======== Extrait ========
La France condamnée à une amende de 1,5 milliard d’euros au titre de la « taxe plastique » de l'Union européenne.
Par Amandine Carassou
Juriste contrat en alternance
CS GROUP
Posté le: 21/08/2024 15:07
La France vient d’être condamnée à régler une amende de 1,5 milliard d’euros à l’Europe pour l’année 2023 du fait de son retard sur le recyclage de ses emballages plastiques.
Les emballages plastiques représentent un enjeu majeur sur plusieurs volets, environnemental, économique, social et politique. Selon l’OCDE, chaque année, l’humanité produit plus de 350 millions de tonnes de déchets plastiques. Ces derniers sont pour 19% incinérés, alors que près de 50% finissent en décharge, 22 % sont abandonnés et seulement 9% sont effectivement recyclés.
Il n’est plus à démontrer les conséquences néfastes sur l’environnement du plastique. En effet, le plastique est responsable d’une dégradation des écosystèmes, de la pollution des océans ou encore d’émissions de gaz à effet de serre.
L’Europe ayant bien saisi les enjeux et la nécessité d’une réponse rapide et forte, il a été décidé d’instaurer une contribution plastique depuis le 1er janvier 2021 cela afin d’une part d’alimenter les caisses de l’Union européenne mais également d’autre part inciter les États membres à recycler davantage. Cette mesure a été mise en place au sein du plan de relance européen qui a été adopté en juillet 2020. Afin de la calculer et de l’appliquer, les États membres sont sommés de transmettre tous les ans à l’Office européen des statistiques (l’Eurostat), leurs données sur la production mais également sur le recyclage des déchets d’emballages plastiques. Puis, la taxe est calculée en fonction du volume des déchets d’emballages en plastique non recyclés produits en douze mois.
Dans quelle mesure la taxe plastique à l’échelon européen s’avère-t-elle pertinente pour la protection de l’environnement ?
Bien que cette taxe soit animée par des intentions très louables (I), il apparaît que cette approche pourrait s'éloigner de l'objectif véritable de protection de l'environnement (II).
I. La taxe plastique européenne, un instrument aux objectifs louables
La taxe plastique introduite joue un rôle crucial en dissuadant l'utilisation du plastique par les divers acteurs (A) tout en apportant une réponse aux multiples défis liés à la réduction de son emploi (B).
A. Un levier de dissuasion bienvenu contre l'utilisation du plastique
Contribuant directement aux ressources propres de l’UE, cette contribution nationale permet, outre un apport financier important pour l’économie de l’Europe, d’inciter les États membres à prendre des mesures vertueuses contre la pollution du plastique. A titre d’illustration, la France dans le cadre du plan « France 2030 », va mobiliser 300 millions d’euros dans l’objectif d’investir davantage dans la chaîne de recyclage et d’incorporation des matières plastiques. Cela a ainsi permis à l’Etat français d’orienter ses investissements afin de contribuer à des comportements plus verts. La France a décidé de se concentrer sur le recyclage chimique. Il s’agit d’utiliser un solvant afin de décomposer les molécules de plastique afin de revenir aux composants pétrochimiques de bases et refaire du plastique. Cette méthode permet de recycler des matériaux qui ne peuvent pas être traités par le recyclage mécanique traditionnel. En plus de l’innovation accrue que cette taxe a pu engendrer, les entreprises ont-elles-mêmes ressenti une certaine pression afin de trouver des alternatives aux plastiques non recyclés.
========
Exercice court 1
Relevez toutes les lignes des entrées où figure le mot « camouflage ».
======== Entrées sources ========
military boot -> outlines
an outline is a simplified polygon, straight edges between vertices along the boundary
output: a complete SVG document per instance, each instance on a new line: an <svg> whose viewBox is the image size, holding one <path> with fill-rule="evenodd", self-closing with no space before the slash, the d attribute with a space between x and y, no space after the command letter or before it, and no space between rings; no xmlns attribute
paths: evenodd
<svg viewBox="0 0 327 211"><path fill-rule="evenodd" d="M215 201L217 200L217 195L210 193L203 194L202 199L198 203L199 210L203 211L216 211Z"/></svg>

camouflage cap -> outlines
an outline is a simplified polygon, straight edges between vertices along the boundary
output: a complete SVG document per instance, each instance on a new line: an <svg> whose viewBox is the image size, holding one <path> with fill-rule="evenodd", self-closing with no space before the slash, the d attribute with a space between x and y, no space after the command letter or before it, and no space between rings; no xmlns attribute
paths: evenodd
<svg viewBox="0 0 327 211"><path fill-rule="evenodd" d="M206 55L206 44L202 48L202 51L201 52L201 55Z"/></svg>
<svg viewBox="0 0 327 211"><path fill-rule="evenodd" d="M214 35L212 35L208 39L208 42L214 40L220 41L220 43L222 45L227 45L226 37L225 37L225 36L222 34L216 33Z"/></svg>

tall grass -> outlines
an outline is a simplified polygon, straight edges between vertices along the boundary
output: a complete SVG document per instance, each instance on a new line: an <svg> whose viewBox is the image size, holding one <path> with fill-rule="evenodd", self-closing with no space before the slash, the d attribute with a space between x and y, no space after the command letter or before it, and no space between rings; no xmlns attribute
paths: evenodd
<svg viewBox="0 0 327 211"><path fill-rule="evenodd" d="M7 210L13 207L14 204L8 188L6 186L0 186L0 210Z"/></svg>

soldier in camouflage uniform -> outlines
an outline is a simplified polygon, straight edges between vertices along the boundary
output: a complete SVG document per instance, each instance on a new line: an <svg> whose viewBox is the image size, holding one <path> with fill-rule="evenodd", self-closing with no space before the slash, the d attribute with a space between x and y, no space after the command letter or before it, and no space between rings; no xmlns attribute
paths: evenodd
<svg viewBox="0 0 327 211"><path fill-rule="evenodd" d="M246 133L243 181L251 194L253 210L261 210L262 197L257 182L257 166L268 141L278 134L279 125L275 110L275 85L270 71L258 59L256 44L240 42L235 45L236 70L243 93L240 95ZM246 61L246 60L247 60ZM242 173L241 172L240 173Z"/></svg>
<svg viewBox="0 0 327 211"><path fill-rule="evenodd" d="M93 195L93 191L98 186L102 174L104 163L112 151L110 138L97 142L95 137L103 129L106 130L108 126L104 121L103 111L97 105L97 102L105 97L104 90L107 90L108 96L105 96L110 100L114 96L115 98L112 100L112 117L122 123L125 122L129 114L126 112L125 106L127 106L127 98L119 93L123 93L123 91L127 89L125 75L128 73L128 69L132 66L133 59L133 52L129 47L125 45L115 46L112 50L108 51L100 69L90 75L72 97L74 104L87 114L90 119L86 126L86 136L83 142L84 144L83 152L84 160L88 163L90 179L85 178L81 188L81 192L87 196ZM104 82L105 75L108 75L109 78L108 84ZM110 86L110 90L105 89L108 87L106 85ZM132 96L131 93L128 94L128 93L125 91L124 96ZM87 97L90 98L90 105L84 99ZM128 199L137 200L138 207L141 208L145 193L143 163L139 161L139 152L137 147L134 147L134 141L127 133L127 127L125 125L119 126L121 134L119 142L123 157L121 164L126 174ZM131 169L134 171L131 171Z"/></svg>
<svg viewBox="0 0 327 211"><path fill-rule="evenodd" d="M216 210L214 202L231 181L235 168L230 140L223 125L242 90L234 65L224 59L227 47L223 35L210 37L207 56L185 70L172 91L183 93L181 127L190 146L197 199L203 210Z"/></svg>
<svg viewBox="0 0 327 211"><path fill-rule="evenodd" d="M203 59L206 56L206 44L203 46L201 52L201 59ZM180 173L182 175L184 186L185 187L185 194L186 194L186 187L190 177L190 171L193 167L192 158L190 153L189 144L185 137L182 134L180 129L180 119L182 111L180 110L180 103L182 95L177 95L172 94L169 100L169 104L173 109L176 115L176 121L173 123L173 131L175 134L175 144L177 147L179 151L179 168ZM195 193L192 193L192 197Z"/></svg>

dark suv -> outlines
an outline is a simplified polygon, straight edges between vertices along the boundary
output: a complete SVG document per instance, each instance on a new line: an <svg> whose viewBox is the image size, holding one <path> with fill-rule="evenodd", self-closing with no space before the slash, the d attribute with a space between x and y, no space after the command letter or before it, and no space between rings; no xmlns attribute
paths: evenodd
========
======== Entrées sources ========
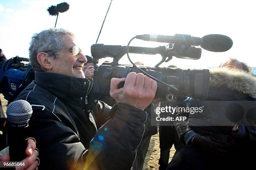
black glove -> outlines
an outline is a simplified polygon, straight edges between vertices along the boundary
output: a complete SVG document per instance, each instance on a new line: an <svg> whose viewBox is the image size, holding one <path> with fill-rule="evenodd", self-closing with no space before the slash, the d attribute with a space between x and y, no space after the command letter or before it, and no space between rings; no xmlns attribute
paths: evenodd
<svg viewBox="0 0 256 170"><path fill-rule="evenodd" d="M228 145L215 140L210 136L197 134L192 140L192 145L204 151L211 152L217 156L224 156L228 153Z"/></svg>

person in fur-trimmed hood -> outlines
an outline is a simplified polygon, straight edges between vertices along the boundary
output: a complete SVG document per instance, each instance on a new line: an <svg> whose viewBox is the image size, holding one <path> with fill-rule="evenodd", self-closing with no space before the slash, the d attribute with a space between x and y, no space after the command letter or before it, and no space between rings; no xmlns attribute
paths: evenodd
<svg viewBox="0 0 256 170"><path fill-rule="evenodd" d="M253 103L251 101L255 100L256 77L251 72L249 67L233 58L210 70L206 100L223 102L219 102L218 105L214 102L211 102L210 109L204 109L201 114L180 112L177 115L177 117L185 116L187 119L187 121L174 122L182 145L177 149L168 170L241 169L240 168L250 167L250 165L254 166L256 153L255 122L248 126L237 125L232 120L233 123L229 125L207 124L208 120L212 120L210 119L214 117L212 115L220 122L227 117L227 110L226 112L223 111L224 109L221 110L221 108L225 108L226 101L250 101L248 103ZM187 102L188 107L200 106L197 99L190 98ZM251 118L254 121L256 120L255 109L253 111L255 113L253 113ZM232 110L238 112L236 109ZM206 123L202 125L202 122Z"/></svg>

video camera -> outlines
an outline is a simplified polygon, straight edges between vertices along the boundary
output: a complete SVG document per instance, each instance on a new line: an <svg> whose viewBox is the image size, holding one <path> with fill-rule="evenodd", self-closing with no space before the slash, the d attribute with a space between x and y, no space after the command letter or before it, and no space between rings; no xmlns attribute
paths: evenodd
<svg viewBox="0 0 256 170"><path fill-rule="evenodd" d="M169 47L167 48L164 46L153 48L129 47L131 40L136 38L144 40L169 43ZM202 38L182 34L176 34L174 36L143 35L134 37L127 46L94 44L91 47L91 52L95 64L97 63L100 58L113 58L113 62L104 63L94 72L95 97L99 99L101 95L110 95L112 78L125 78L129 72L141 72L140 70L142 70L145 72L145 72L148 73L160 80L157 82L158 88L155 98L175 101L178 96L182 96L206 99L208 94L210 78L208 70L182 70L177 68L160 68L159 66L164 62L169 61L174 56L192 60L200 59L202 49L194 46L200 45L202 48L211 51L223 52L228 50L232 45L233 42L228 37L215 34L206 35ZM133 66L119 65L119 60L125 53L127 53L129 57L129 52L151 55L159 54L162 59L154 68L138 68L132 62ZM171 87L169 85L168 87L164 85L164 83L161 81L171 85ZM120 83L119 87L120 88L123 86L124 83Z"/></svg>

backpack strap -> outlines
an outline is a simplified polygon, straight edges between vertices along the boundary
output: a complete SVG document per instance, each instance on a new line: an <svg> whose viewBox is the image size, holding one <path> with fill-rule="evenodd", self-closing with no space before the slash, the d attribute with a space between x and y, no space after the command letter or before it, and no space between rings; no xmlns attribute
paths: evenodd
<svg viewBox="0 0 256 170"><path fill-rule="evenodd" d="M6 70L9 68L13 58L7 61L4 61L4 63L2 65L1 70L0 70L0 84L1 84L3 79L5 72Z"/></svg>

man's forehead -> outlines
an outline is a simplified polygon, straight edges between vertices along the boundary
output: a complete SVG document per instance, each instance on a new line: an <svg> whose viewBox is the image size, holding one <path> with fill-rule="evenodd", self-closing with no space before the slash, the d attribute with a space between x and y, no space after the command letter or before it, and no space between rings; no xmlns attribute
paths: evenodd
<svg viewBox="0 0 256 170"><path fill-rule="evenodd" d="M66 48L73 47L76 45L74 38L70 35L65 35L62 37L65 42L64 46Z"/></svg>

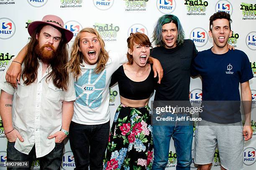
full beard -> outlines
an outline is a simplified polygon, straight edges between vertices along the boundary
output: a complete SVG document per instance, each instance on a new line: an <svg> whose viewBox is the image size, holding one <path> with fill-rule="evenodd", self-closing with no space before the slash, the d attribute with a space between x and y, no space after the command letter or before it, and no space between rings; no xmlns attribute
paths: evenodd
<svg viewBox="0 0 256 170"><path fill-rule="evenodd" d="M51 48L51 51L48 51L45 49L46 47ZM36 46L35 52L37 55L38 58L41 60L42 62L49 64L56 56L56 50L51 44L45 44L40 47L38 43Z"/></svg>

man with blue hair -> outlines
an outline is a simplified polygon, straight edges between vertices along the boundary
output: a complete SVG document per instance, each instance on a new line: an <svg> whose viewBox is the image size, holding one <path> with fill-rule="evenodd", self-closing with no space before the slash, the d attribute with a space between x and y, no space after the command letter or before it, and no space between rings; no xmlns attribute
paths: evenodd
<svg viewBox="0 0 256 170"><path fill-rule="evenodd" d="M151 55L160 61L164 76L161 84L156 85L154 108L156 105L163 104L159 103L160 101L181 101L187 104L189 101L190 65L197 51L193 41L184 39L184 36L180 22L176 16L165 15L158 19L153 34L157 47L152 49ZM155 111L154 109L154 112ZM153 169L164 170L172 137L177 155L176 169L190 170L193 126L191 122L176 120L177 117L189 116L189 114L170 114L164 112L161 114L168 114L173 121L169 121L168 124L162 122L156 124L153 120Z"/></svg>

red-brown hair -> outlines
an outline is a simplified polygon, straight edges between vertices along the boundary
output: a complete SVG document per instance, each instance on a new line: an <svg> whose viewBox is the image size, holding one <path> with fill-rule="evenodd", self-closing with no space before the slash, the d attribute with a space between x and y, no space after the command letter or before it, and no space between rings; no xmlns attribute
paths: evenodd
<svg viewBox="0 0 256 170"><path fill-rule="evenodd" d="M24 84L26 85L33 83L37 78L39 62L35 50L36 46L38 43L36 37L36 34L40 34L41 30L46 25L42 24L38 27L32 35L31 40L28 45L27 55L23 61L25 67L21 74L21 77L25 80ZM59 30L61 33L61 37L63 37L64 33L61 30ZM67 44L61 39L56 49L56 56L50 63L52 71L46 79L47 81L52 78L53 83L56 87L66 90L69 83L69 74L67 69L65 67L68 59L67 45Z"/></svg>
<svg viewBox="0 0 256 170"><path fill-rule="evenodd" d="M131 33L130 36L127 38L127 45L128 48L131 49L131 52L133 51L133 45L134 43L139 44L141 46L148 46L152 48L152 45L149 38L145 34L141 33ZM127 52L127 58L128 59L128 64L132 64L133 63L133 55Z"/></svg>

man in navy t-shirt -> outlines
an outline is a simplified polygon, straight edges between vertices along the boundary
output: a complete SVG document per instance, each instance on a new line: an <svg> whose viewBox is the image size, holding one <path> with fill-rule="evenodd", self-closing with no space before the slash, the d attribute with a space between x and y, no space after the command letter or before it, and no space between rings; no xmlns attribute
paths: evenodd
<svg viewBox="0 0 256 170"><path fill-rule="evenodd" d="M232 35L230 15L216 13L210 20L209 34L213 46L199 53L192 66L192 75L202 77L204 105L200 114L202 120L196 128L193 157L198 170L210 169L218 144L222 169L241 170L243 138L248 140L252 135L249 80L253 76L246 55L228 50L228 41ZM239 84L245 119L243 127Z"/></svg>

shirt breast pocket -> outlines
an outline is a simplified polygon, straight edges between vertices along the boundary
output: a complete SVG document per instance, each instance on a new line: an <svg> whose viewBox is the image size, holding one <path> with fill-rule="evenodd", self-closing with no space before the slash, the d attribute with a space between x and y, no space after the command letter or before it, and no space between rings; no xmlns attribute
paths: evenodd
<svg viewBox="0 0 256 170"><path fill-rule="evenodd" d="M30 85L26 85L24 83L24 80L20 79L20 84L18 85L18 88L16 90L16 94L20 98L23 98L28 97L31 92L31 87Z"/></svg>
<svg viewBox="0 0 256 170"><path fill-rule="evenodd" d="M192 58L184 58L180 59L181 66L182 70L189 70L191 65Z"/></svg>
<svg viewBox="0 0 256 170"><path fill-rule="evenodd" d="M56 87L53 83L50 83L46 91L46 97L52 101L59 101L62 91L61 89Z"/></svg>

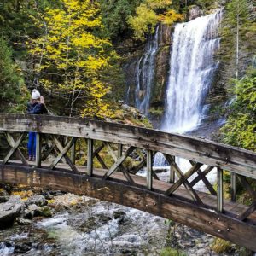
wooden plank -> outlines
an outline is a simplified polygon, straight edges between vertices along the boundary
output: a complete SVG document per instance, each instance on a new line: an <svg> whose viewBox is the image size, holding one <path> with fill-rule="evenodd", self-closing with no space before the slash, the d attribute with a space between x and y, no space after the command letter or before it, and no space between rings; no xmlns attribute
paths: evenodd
========
======== Entrées sources ========
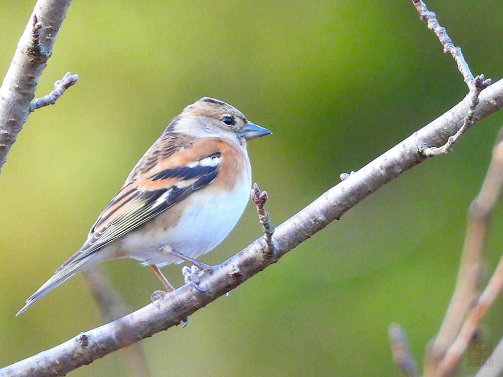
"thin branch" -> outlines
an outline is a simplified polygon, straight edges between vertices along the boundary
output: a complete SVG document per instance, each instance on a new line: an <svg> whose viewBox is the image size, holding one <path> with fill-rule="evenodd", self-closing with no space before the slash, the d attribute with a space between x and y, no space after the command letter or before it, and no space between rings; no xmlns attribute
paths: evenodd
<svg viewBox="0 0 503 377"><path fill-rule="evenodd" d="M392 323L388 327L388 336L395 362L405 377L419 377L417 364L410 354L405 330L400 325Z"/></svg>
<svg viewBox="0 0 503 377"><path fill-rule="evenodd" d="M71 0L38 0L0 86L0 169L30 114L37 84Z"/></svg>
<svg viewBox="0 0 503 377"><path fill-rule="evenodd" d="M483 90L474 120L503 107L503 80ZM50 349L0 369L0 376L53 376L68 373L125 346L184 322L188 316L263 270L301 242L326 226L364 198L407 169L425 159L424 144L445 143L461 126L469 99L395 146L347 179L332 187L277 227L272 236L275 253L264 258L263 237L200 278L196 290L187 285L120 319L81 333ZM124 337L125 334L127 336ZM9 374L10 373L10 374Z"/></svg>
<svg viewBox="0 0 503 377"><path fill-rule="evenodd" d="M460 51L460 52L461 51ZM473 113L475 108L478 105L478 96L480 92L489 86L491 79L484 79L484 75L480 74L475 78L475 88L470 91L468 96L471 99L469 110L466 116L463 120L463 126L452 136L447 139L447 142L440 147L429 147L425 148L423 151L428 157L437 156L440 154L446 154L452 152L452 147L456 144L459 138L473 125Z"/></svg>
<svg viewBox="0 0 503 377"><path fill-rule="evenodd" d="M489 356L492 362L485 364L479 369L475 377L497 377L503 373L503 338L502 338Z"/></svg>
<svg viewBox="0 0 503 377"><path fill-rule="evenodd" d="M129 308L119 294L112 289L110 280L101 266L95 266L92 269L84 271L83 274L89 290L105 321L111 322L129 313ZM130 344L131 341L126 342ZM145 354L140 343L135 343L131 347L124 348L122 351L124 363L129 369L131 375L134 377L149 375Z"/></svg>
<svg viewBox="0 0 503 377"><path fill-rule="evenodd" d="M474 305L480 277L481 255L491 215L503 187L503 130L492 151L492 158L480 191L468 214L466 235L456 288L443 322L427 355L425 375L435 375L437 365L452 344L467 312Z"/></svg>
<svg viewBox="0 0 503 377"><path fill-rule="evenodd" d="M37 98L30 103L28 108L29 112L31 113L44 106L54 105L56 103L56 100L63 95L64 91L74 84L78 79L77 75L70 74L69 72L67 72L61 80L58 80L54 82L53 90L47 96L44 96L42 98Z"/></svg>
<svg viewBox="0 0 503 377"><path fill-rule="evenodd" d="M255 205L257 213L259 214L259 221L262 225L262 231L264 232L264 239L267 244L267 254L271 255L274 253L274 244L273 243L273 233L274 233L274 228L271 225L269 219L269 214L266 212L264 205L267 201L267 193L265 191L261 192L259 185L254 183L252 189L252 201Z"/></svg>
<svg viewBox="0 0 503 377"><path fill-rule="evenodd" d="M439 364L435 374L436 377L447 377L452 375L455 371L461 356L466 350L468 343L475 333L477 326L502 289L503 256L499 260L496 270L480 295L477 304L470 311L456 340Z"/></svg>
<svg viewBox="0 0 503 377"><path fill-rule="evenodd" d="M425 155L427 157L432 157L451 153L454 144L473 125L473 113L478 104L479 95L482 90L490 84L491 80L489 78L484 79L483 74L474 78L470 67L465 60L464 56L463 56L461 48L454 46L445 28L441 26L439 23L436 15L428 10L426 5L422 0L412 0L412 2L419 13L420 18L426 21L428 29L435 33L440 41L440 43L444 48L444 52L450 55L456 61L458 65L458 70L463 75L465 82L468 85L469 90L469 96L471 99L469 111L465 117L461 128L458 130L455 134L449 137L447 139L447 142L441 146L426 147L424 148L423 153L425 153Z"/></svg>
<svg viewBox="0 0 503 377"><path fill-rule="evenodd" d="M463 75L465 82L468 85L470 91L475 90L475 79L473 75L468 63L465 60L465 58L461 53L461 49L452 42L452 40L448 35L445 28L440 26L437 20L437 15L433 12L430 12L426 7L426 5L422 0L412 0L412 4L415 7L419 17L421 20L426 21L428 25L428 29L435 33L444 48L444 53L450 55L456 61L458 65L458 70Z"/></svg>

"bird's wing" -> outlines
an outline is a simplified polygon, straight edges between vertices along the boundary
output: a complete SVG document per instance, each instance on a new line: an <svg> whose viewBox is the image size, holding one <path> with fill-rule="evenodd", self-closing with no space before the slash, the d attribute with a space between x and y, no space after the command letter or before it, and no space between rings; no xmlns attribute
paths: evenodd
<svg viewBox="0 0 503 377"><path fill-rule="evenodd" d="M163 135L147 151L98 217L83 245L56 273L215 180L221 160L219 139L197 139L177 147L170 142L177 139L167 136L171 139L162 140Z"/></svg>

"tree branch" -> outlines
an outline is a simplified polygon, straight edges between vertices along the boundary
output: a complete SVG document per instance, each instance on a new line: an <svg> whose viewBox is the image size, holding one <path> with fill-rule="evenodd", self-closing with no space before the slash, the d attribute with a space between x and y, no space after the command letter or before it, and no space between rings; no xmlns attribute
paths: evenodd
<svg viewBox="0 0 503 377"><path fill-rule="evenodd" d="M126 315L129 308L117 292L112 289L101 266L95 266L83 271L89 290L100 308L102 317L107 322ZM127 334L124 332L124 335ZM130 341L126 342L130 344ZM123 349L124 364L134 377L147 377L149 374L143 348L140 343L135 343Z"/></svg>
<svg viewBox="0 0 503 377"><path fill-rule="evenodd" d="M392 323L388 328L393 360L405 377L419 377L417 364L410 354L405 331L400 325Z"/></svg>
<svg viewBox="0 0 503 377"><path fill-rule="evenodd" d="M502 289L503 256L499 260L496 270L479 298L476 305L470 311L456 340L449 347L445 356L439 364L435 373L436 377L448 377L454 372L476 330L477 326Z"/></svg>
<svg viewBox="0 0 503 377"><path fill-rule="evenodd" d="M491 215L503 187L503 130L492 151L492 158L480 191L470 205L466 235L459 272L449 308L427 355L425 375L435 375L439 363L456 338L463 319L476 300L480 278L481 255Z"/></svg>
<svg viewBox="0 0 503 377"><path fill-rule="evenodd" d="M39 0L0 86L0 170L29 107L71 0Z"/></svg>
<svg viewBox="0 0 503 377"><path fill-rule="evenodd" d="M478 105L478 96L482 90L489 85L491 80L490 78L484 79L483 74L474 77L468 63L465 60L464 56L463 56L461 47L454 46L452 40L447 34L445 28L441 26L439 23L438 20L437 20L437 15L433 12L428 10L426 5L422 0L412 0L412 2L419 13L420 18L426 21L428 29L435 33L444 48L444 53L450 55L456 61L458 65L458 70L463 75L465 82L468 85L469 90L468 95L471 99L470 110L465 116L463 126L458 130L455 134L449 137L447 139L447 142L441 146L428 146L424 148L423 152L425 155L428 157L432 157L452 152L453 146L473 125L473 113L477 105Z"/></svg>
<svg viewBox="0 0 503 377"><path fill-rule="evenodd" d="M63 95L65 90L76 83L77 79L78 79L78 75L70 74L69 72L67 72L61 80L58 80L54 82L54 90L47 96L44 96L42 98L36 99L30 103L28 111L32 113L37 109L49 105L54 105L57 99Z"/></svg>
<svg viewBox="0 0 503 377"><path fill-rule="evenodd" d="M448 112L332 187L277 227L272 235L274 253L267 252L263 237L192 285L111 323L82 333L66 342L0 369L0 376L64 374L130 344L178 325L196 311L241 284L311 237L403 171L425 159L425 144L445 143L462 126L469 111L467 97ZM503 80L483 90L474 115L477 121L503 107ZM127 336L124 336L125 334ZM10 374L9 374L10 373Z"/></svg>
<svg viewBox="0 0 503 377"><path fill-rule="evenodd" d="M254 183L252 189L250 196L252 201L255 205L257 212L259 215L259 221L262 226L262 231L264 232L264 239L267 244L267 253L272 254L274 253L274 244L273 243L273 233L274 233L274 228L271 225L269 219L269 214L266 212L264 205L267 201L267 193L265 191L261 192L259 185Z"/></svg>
========
Exercice court 2
Condensez en liste le paragraphe de l'extrait qui débute par « L'Europe ayant bien saisi les enjeux » sans perdre ses faits principaux.

Réponse attendue 1
camouflage cap -> outlines
soldier in camouflage uniform -> outlines

Réponse attendue 2
- Une contribution plastique est en place depuis le 1er janvier 2021.
- Elle vise à alimenter les caisses de l'Union européenne et à inciter les États membres à recycler davantage.
- Elle fait partie du plan de relance européen adopté en juillet 2020.
- Chaque année, les États membres doivent transmettre à Eurostat leurs données sur la production et sur le recyclage des déchets d'emballages plastiques.
- La taxe est calculée selon le volume de déchets d'emballages en plastique non recyclés produits en douze mois.